Stored records:
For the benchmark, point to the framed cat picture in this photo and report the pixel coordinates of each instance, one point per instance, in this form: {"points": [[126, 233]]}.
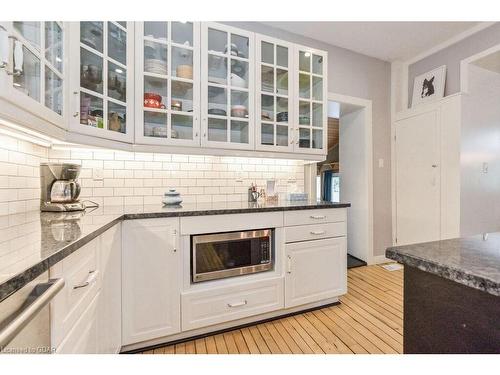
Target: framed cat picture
{"points": [[429, 86]]}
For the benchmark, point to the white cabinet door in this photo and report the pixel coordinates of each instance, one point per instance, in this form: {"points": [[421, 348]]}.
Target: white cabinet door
{"points": [[102, 79], [315, 270], [227, 87], [151, 288], [167, 81], [109, 313], [310, 100], [274, 95]]}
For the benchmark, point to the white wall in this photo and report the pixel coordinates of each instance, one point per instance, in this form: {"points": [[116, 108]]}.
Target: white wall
{"points": [[480, 143]]}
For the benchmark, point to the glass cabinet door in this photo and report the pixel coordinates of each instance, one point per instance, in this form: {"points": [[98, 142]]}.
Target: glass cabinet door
{"points": [[274, 121], [167, 79], [227, 87], [311, 101], [103, 79]]}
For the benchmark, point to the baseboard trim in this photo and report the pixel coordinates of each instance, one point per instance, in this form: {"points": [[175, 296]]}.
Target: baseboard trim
{"points": [[224, 330]]}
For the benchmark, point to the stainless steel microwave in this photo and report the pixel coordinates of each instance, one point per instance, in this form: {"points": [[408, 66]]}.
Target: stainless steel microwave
{"points": [[221, 255]]}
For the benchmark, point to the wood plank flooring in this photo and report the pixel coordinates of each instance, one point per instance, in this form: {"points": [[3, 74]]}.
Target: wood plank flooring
{"points": [[368, 320]]}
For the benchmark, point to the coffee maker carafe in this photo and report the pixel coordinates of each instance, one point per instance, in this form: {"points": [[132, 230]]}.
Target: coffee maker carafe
{"points": [[59, 188]]}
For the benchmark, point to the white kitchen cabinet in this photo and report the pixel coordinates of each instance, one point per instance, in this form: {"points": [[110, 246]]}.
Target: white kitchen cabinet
{"points": [[167, 81], [274, 95], [227, 87], [33, 69], [101, 79], [315, 270], [151, 288], [310, 100]]}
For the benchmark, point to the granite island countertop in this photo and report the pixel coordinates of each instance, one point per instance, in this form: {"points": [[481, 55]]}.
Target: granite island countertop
{"points": [[471, 261], [32, 242]]}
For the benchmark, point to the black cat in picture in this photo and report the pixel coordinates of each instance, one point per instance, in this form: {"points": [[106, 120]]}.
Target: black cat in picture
{"points": [[427, 88]]}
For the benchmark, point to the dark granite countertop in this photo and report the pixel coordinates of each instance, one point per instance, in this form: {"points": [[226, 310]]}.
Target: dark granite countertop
{"points": [[471, 261], [32, 242]]}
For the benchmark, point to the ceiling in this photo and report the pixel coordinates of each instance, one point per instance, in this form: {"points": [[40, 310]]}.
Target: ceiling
{"points": [[387, 41]]}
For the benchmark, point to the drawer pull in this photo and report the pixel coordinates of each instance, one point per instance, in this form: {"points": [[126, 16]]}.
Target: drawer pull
{"points": [[318, 217], [318, 232], [237, 304], [87, 282]]}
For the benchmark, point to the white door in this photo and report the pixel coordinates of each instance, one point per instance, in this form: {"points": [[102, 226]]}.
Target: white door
{"points": [[151, 288], [418, 179], [316, 270]]}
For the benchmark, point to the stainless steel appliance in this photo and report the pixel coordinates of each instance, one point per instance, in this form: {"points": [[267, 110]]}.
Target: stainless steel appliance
{"points": [[59, 188], [221, 255]]}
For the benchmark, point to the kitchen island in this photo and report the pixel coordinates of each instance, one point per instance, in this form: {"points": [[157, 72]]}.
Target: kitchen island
{"points": [[451, 295]]}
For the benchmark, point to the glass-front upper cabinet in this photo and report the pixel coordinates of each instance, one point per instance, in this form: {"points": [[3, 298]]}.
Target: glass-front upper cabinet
{"points": [[33, 67], [274, 92], [101, 79], [311, 100], [167, 83], [227, 87]]}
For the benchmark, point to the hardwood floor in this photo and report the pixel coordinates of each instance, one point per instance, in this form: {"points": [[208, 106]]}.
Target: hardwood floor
{"points": [[368, 320]]}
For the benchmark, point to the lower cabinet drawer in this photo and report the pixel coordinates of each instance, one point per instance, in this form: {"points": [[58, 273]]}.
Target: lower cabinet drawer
{"points": [[315, 231], [204, 308]]}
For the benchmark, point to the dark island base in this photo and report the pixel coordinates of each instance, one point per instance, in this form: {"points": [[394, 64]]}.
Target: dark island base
{"points": [[442, 316]]}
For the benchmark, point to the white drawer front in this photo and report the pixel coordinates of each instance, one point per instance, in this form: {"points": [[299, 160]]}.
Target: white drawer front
{"points": [[326, 215], [315, 231], [201, 309], [82, 278]]}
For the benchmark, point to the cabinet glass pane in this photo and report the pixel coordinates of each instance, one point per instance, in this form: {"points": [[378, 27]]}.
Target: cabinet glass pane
{"points": [[117, 82], [117, 117], [91, 111], [182, 33], [267, 134], [282, 81], [239, 73], [156, 30], [30, 31], [304, 138], [217, 40], [91, 35], [281, 109], [155, 57], [217, 69], [267, 78], [90, 71], [29, 81], [304, 113], [239, 104], [317, 88], [239, 131], [267, 107], [282, 56], [117, 43], [317, 138], [217, 130], [267, 52], [239, 46], [281, 135], [53, 91], [182, 96], [217, 101], [155, 124], [304, 61], [54, 45], [182, 63], [317, 64], [182, 127], [155, 92], [305, 86]]}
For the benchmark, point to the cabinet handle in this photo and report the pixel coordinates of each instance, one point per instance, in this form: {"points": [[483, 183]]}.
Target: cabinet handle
{"points": [[237, 304], [90, 279]]}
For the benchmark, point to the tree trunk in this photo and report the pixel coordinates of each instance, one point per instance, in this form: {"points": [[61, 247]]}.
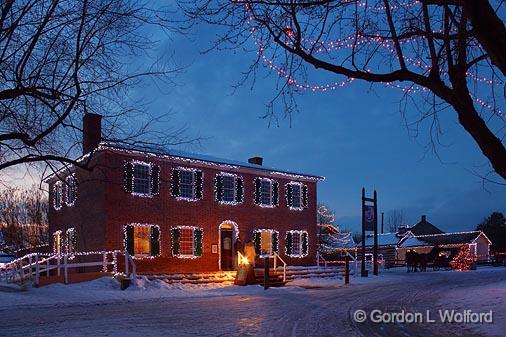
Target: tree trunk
{"points": [[490, 145], [489, 30]]}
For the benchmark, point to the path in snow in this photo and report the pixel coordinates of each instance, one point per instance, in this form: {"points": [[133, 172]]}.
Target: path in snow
{"points": [[276, 312]]}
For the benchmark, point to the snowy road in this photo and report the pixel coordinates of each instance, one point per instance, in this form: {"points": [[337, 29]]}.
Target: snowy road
{"points": [[276, 312]]}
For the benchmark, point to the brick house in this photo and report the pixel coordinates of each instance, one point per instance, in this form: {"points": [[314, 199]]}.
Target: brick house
{"points": [[180, 212]]}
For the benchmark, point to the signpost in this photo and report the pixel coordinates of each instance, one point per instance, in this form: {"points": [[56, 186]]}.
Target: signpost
{"points": [[370, 223]]}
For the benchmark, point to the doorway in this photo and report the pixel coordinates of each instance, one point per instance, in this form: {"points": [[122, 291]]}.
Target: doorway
{"points": [[226, 249]]}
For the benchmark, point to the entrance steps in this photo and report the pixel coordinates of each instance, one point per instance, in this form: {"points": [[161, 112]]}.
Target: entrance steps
{"points": [[292, 272]]}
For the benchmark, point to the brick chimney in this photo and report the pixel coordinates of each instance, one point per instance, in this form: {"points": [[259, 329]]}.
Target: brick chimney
{"points": [[256, 160], [92, 131]]}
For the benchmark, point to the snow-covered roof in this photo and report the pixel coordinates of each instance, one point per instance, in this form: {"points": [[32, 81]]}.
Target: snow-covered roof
{"points": [[385, 239]]}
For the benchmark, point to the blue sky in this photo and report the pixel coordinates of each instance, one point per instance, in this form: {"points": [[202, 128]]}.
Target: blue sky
{"points": [[354, 136]]}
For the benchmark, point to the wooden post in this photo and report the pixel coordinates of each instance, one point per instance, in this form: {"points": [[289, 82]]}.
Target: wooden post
{"points": [[347, 269], [104, 262], [362, 267], [266, 272], [126, 263], [65, 270], [37, 270], [375, 248]]}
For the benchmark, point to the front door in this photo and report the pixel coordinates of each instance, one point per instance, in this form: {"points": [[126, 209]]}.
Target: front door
{"points": [[226, 249]]}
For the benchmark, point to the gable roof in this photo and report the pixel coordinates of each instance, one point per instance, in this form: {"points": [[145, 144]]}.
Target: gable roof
{"points": [[424, 228], [457, 238]]}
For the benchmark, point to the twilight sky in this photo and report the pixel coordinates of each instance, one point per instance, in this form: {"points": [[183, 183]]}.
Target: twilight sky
{"points": [[354, 136]]}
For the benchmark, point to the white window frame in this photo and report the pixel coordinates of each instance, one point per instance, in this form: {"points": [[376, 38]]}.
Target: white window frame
{"points": [[271, 183], [300, 249], [70, 181], [58, 195], [192, 255], [300, 186], [150, 188]]}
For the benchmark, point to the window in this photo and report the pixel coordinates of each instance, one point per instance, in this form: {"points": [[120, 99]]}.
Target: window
{"points": [[142, 240], [142, 178], [266, 192], [296, 196], [186, 241], [186, 185], [266, 242], [296, 243], [57, 242], [58, 194], [70, 241], [229, 188], [71, 190]]}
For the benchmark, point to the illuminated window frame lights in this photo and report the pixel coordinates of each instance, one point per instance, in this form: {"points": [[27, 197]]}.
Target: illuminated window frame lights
{"points": [[150, 234]]}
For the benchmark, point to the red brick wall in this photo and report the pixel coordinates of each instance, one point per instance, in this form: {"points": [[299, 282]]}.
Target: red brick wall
{"points": [[120, 208]]}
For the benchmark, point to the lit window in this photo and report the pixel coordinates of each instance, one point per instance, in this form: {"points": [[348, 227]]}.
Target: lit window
{"points": [[142, 241], [186, 242], [142, 178], [228, 188], [296, 196], [58, 195], [186, 184], [71, 190], [266, 246], [265, 192]]}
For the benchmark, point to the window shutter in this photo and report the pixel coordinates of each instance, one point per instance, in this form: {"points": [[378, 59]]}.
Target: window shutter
{"points": [[304, 196], [275, 241], [257, 190], [275, 193], [198, 184], [197, 237], [219, 188], [258, 242], [175, 234], [155, 179], [239, 189], [129, 177], [289, 201], [175, 183], [289, 243], [129, 239], [305, 244], [155, 241]]}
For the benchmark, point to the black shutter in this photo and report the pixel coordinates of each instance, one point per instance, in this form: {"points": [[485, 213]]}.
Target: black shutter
{"points": [[239, 192], [219, 188], [289, 243], [155, 179], [305, 244], [175, 234], [304, 196], [289, 201], [257, 190], [155, 241], [258, 242], [197, 237], [275, 192], [174, 183], [275, 241], [129, 239], [128, 177], [198, 184]]}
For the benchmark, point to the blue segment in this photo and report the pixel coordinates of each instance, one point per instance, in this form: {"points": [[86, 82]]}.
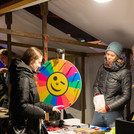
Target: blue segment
{"points": [[74, 77], [44, 71], [54, 101]]}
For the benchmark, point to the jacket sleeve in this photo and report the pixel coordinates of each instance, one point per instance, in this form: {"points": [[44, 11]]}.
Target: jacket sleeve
{"points": [[27, 109], [126, 85], [96, 83], [45, 107]]}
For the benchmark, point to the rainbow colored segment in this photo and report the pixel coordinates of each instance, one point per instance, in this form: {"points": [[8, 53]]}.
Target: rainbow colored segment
{"points": [[72, 75]]}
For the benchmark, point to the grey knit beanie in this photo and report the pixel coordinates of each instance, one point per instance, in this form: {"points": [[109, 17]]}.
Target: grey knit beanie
{"points": [[116, 47]]}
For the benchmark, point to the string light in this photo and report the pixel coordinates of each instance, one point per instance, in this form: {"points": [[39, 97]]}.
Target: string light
{"points": [[102, 1]]}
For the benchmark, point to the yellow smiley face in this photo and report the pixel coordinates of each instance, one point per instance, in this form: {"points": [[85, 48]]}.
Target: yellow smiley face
{"points": [[57, 84]]}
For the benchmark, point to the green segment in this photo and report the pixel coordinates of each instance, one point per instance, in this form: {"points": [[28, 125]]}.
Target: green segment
{"points": [[49, 67], [48, 99], [75, 84]]}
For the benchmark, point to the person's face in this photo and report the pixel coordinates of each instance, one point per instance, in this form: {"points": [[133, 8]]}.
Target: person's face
{"points": [[111, 56], [36, 64], [4, 59]]}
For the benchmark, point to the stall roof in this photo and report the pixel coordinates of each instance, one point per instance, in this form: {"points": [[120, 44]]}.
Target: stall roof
{"points": [[26, 22], [111, 21]]}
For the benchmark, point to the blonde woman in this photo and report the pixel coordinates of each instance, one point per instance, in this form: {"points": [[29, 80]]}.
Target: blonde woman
{"points": [[25, 106]]}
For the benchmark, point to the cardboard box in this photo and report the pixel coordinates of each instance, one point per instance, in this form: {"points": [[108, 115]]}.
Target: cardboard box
{"points": [[81, 130], [92, 131]]}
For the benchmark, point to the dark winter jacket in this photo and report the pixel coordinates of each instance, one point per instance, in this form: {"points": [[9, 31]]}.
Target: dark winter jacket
{"points": [[25, 103], [116, 87]]}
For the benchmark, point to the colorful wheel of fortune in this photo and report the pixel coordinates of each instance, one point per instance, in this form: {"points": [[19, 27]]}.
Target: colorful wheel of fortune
{"points": [[59, 83]]}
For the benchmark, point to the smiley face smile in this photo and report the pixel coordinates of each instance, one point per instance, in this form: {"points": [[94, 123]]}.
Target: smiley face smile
{"points": [[57, 84]]}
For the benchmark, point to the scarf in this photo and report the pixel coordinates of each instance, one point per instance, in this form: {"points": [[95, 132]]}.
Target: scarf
{"points": [[114, 66]]}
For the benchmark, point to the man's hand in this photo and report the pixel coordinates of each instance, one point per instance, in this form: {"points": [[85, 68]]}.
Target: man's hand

* _Stated problem_
Starting at the line that contains "For the benchmark, point to the colorful", copy each line exactly through the end of the listing above. Include that first line and the last one, and add nothing.

* _Reply_
For the benchmark, point to the colorful wheel of fortune in this photo and report the pixel coordinates of each instance, one point per instance, in this form: {"points": [[19, 27]]}.
Target: colorful wheel of fortune
{"points": [[59, 83]]}
For the benchmark, point to the smiley face smile in this photo and report the pixel coordinates of each instance, one point per instance, in this form: {"points": [[94, 123]]}.
Target: smiley face smile
{"points": [[57, 84]]}
For the benchmark, point to the scarf in this photo and report the pixel coordinates of each instance, one point per instance, in this form: {"points": [[95, 132]]}.
Target: scarf
{"points": [[114, 66]]}
For the benchmark, point to the man's hand in this photo and report the pixel coordinates of each instance, one point per instance, in this form: {"points": [[85, 68]]}.
Target: man's hand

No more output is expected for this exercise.